--- BEGIN SELECTED EXTRACT ---

Raine deftly moves from looking at Animula to Gerontion describing how they are both about not living life fully. Raine, keeping with his notion that Eliot’s theme is a literary one, compares other authors when interpreting Eliot.
Raine moves form poem to poem outlining the literary topos: “I want to live” as he looks at The Hollow Men and, what Raine calls the most personal poem: Ash Wednesday. Raine never fails to go into a deep elucidation of a poem, looking at them section by section, line by line, and at times word by word, and he always reminds us how Eliot is borrowing these topos from other authors as he shows us how other authors have used similar themes.

Raine then traces Eliot’s anti-romanticism in Eliot’s essay on Dante, and in Eliot’s “Restaurant poems.” Raine looks at Eliot’s definition of classicist: which is the skepticism of strong emotion. It seems that Eliot’s main concern then is not so much with strong emotions, but rather with an excess of emotions—Eliot wants precise emotions. Eliot will use his skepticism to corral his emotions, as Eliot says: “What every poet starts from is his own emotions.” The idea seems to be: to take personal emotions and transform them into something universal. Raine then takes his razor sharp knife to dissect poems in which this is seen, and Raine states how he feels other critics have misread these poems. And while Raine comes off as too confrontational—again, like Bush, dismissing another way of interpreting a poem other than his, it does make for interesting reading.

Raine summarizes Eliot from two perspectives. The first being Eliot’s sense of a failure to live fully, “..to have a proper, vivid, satisfying emotional life,” (Raine 16) and Eliot’s yearning for romantic yearning which he inherited from Henry James.

In looking at Prufrock, Raine states, “Living ‘with all intensity’, for Eliot, as for Henry James, is to complicate life’s readied simplifications” (67), and that the “best illustration of this is the comic, antiromantic creation” Prufrock. Raine explores Prufrock’s complicated feelings—his feeling of insecurity, his fear of losing his head, of the butler, of social disadvantage and states how Prufrock has something on his conscious. That possibly the thing that is bothering his conscious is the inner life that is hidden not just from the reader (or the outsider looking in) but hidden from Prufrock himself.

The second half of the book contains extended analysis of The Waste Land and Four Quartets, in which Raine continues to dissect the poems to show how the buried life is the theme within them. While looking at them he connects the idea of the buried life with Eliot’s other poetry.

Raine goes on to look at Eliot’s drama where he continues exploring his thesis of the buried life within them, but concludes, “As drama, they fail in varying degrees, because we couldn’t care less what, say, Edward Chamberlayne really feels” (125). Here I feel that Raine’s dismissal of the drama is more out of the drama not showing his thesis as well as he would like.

After looking at the criticism, Raine attacks the charges of Eliot’s anti-Semitism. And while Raine makes a great case, he seems to be “protesting to much.” It surprises me how Bush and Raine take this aspect of Eliot without a grain of salt, seemingly. Defending or condemning rather than saying that it doesn’t matter as much as people make it out to be, especially Raine who spends more time looking at the poetry than at the biography. What matters for an artist is his art—and I believe we should be judging weather or not the art is good. What strikes me most about Raine’s defense of Eliot, and one of the reasons why I think it is so good, is that he points out how The Yellow Spot review that people use against Eliot wasn’t even written by Eliot, and that none of the scholars had bothered to simply look at the index where they would have seen that Eliot didn’t write it.

--- END SELECTED EXTRACT ---

## SET TASK 1
In the review, who does Eliot inherit his yearning for romantic yearning from?

--- BEGIN INPUT MATERIAL ---

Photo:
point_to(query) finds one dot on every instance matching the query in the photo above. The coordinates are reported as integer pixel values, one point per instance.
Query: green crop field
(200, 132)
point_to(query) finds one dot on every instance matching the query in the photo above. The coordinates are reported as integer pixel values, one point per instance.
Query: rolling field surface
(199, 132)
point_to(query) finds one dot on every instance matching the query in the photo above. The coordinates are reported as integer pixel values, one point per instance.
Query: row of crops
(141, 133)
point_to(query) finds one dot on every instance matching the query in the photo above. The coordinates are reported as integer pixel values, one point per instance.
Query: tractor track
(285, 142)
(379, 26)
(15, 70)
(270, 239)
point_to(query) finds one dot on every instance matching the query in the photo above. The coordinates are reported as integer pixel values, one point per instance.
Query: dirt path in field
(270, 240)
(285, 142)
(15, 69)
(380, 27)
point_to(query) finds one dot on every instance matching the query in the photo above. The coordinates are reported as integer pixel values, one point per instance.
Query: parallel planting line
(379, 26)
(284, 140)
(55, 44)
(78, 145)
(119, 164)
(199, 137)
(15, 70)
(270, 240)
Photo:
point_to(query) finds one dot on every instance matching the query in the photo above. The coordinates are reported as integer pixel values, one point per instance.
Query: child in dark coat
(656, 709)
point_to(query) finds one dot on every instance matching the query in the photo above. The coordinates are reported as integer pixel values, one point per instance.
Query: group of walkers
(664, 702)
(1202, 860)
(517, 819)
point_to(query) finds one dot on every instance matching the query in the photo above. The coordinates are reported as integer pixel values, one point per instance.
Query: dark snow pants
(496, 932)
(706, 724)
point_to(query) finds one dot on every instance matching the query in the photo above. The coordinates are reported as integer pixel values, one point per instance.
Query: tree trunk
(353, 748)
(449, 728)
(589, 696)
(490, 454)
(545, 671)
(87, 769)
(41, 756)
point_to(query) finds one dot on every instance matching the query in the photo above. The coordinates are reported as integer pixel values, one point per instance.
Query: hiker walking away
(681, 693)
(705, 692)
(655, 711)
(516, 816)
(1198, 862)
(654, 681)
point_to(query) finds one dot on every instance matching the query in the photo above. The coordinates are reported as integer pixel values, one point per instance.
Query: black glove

--- END INPUT MATERIAL ---

## SET TASK 2
Count the lines of the entries that contain the string "field", treating uppercase and lowercase as different, and give only the number.

## TASK RESULT 1
Henry James.

## TASK RESULT 2
3